* **Short task**
Every line from the line containing "query | crumpled side panel" through the final line below is to be repeated exactly; no other line is.

[Named-object pointing records]
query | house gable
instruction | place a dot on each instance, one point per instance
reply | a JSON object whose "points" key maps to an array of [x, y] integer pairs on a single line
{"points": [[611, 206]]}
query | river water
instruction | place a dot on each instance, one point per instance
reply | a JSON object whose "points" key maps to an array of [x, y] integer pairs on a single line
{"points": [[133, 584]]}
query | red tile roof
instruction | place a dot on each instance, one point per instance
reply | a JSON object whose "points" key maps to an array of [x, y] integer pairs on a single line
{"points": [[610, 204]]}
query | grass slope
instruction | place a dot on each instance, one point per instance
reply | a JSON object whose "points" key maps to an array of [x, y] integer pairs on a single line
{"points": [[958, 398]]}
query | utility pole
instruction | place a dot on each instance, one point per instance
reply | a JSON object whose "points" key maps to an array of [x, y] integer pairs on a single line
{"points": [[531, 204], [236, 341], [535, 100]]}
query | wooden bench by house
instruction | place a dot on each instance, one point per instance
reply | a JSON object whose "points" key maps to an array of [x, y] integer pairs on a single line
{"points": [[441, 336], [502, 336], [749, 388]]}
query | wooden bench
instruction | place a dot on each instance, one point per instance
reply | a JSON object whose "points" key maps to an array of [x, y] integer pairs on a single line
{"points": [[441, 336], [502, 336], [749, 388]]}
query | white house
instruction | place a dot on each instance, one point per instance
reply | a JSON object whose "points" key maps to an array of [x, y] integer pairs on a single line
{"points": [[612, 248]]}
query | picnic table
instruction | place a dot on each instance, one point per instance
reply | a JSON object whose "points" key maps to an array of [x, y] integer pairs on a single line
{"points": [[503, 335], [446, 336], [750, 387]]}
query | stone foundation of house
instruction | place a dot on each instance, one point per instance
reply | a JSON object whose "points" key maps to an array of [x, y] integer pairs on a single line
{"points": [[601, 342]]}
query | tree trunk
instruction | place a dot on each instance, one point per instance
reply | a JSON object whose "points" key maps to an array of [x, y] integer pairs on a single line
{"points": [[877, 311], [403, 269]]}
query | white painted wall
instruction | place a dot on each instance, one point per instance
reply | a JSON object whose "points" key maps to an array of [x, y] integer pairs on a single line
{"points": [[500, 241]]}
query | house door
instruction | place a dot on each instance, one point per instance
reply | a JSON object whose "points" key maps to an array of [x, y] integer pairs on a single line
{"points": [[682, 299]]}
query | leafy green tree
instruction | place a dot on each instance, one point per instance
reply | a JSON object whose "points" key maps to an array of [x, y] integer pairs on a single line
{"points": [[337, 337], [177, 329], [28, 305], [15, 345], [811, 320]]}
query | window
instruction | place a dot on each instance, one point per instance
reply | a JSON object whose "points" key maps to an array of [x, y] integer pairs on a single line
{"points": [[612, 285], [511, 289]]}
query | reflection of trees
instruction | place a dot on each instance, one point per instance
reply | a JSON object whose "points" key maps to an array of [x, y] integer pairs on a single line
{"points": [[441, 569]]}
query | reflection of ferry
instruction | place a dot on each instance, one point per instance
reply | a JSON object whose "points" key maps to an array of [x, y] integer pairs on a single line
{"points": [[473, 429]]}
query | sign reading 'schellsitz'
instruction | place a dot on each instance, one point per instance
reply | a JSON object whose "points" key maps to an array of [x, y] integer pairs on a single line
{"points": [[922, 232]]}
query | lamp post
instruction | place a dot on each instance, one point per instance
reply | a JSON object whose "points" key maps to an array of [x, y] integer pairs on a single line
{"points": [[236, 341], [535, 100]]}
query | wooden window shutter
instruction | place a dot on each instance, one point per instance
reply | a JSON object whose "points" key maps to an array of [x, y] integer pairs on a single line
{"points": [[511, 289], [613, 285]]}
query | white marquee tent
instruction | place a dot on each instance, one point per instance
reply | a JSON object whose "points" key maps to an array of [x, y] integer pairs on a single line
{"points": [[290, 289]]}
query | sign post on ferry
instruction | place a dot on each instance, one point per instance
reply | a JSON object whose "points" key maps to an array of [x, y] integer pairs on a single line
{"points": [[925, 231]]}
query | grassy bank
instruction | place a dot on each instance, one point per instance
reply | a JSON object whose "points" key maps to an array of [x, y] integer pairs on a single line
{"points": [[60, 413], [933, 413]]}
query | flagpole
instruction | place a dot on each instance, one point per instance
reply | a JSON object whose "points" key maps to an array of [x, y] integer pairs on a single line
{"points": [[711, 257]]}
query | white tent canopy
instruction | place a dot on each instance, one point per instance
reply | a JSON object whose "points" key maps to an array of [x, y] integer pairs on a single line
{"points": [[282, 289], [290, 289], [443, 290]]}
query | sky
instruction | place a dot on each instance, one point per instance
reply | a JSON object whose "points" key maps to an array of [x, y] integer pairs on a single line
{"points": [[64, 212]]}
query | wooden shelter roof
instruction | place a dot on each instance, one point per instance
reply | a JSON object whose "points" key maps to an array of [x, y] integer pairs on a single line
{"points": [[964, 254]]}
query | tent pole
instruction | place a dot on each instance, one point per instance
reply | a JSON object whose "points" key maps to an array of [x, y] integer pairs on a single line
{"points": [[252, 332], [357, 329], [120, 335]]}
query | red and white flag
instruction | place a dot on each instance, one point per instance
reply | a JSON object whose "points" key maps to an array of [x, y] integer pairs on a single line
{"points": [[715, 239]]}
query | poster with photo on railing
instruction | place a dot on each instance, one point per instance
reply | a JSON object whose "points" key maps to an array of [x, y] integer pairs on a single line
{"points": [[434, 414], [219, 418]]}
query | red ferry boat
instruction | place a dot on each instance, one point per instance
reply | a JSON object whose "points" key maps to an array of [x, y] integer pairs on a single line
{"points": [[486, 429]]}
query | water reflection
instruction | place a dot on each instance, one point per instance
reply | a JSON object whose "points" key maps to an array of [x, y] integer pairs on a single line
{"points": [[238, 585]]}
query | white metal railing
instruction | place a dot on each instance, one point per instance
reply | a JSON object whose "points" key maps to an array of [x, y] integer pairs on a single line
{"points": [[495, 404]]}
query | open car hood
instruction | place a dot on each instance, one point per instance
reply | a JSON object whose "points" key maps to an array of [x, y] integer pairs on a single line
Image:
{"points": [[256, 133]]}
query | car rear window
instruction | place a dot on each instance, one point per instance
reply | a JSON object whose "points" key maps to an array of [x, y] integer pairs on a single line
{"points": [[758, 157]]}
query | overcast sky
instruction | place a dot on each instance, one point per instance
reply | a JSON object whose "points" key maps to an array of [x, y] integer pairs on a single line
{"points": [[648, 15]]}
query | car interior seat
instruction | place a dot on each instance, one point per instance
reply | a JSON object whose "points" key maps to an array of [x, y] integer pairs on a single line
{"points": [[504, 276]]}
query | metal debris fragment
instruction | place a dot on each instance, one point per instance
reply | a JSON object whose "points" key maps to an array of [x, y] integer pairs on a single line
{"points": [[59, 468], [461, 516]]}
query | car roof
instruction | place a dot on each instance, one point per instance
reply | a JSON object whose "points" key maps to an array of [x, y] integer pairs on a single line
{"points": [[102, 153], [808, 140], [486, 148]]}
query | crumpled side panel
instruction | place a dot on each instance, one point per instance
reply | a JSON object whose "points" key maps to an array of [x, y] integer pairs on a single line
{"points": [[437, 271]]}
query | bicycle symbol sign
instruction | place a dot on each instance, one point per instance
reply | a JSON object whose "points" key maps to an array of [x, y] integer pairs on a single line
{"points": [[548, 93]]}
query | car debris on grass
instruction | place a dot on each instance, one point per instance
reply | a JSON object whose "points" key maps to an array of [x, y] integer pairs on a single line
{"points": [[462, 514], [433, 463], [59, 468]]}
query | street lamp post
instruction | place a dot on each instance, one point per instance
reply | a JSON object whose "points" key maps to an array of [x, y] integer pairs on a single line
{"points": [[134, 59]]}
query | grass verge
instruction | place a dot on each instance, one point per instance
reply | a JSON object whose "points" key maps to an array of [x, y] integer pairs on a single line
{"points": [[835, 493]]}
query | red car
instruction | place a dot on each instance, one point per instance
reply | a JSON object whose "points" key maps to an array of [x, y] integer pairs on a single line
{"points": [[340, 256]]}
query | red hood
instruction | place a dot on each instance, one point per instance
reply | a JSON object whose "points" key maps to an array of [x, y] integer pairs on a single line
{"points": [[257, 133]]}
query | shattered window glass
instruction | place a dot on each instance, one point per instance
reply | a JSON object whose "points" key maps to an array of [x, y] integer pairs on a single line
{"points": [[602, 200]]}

* **Written reply**
query | crumpled side panel
instruction | place a dot on each instance, one point per instance
reply | a JSON object whose "points" key maps to an array of [x, y] integer pairs on a single line
{"points": [[437, 271]]}
query | bicycle symbol sign
instruction | place a dot on each instance, one point per instance
reply | a JSON object whose "points" key maps to an array of [x, y] integer pairs on a single line
{"points": [[548, 93]]}
query | car debris on grass
instruction | place a dot on each instance, one point per instance
reply | a JSON object whose "points" key maps to an array of [x, y] integer pairs on a single line
{"points": [[462, 514], [433, 463], [59, 468]]}
query | street lamp post
instruction | place a dot on each instance, one point per instance
reply | a JSON object whose "points" key maps to an array of [x, y] integer pairs on a single line
{"points": [[134, 59]]}
query | grass verge
instruction | place a dot on each instance, one point per instance
reply | a JSON object whose "points" key maps to an array of [x, y] integer pairs on a single line
{"points": [[835, 493]]}
query | red car
instruction | place a dot on each instance, one point per instance
reply | a JSON object whose "points" key maps to an array of [x, y] integer pairs on a single line
{"points": [[340, 256]]}
query | red hood
instruction | place a dot on each instance, one point per instance
reply | a JSON object whose "points" key maps to an array of [x, y] integer pairs on a single line
{"points": [[257, 133]]}
query | shattered window glass
instruction | place a dot on each instance, one point per instance
reply | a JSON object whose "points" key maps to an array of [x, y] integer pairs on a single line
{"points": [[602, 200]]}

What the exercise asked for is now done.